» **Your instructions**
Please reproduce, word for word, the stretch of the land use financing passage below from "The report also" through "year by 2030.".
--- start of Quoted text ---
The report also calls for a scaling up of sustainable land use financing toward a global target of halting deforestation by 2030 and restoring at least 500 million hectares of degraded farmlands and forests. Governments, multilateral, and bilateral finance institutions, the private sector and willing investors should work together through partnerships such as the UN’s REDD+, the multi-stakeholder Initiative 20x20 in Latin America, and the Africa Climate-Smart Agriculture Alliance (CSA). This would enhance agricultural productivity and resilience, strengthen food security, and improve livelihoods for rural and forest communities, and could save up to 9.0 Gt CO2e a year by 2030.
--- end of Quoted text ---
--- start of Data lines ---
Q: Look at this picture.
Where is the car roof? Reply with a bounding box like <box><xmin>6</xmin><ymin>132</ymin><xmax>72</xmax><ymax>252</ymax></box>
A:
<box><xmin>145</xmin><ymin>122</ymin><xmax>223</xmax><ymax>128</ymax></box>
--- end of Data lines ---
» **Expected output**
The report also calls for a scaling up of sustainable land use financing toward a global target of halting deforestation by 2030 and restoring at least 500 million hectares of degraded farmlands and forests. Governments, multilateral, and bilateral finance institutions, the private sector and willing investors should work together through partnerships such as the UN’s REDD+, the multi-stakeholder Initiative 20x20 in Latin America, and the Africa Climate-Smart Agriculture Alliance (CSA). This would enhance agricultural productivity and resilience, strengthen food security, and improve livelihoods for rural and forest communities, and could save up to 9.0 Gt CO2e a year by 2030.